2014-03-20 Thread Simon Peyton Jones
| The current design is intended to separate Haddock from GHC as much as
| possible, but putting documentation in .hi files would be going in the
| opposite direction.  There would have to be a compelling reason to do
| that, something that we couldn't do another way.

Actually it would in many ways be easier to put Haddock stuff in .hi files.  
But since GHC writes the .hi file, that would essentially mean merging GHC and 
Haddock into a single compile-and-documentation-generator.   That would be cool 
in a way -- for example, GHCi would natively have access to the Haddock docs 
for a function.

As Simon M says, the big reason not to do that is because it couples together 
two large projects, making each harder to develop independently.  And that's a 
pretty big reason.

Simon

| -Original Message-
| From: ghc-devs [mailto:ghc-devs-boun...@haskell.org] On Behalf Of Simon
| Marlow
| Sent: 19 March 2014 11:40
| To: Mateusz Kowalczyk; ghc-devs@haskell.org
| Subject: Re: Haddock strings in .hi files
| 
| On 18/03/2014 18:20, Mateusz Kowalczyk wrote:
|  Hi all,
| 
|  I saw https://ghc.haskell.org/trac/ghc/ticket/5467 pop up in my inbox
|  and it reminded me of something I've been wondering for a while: why
|  do we not store Haddock docstrings in the interface file?

**Dataset content:**

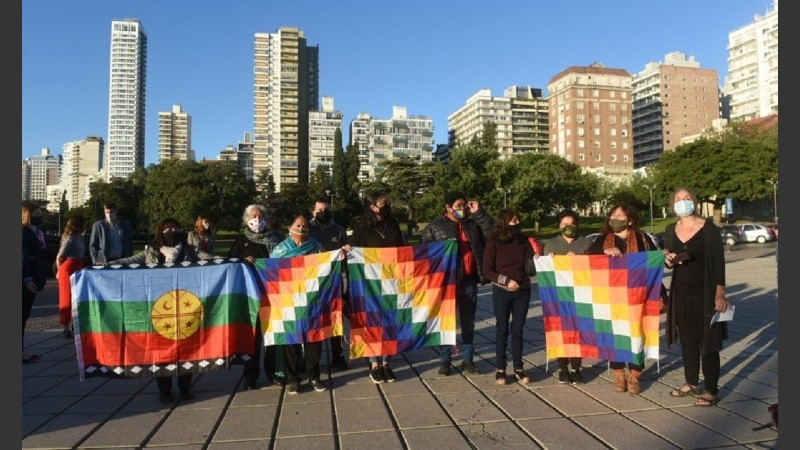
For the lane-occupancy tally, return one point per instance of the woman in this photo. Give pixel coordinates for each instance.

**Your tasks:**
a. List every calendar date that appears in the thread on Haddock strings in .hi files.
b. Copy out the passage of the thread on Haddock strings in .hi files, starting with "2014-03-20 Thread Simon" and going on through "in .hi files.".

**Responses to the tasks:**
a.
2014-03-20
19 March 2014
18/03/2014

b.
2014-03-20 Thread Simon Peyton Jones
| The current design is intended to separate Haddock from GHC as much as
| possible, but putting documentation in .hi files would be going in the
| opposite direction.  There would have to be a compelling reason to do
| that, something that we couldn't do another way.

Actually it would in many ways be easier to put Haddock stuff in .hi files.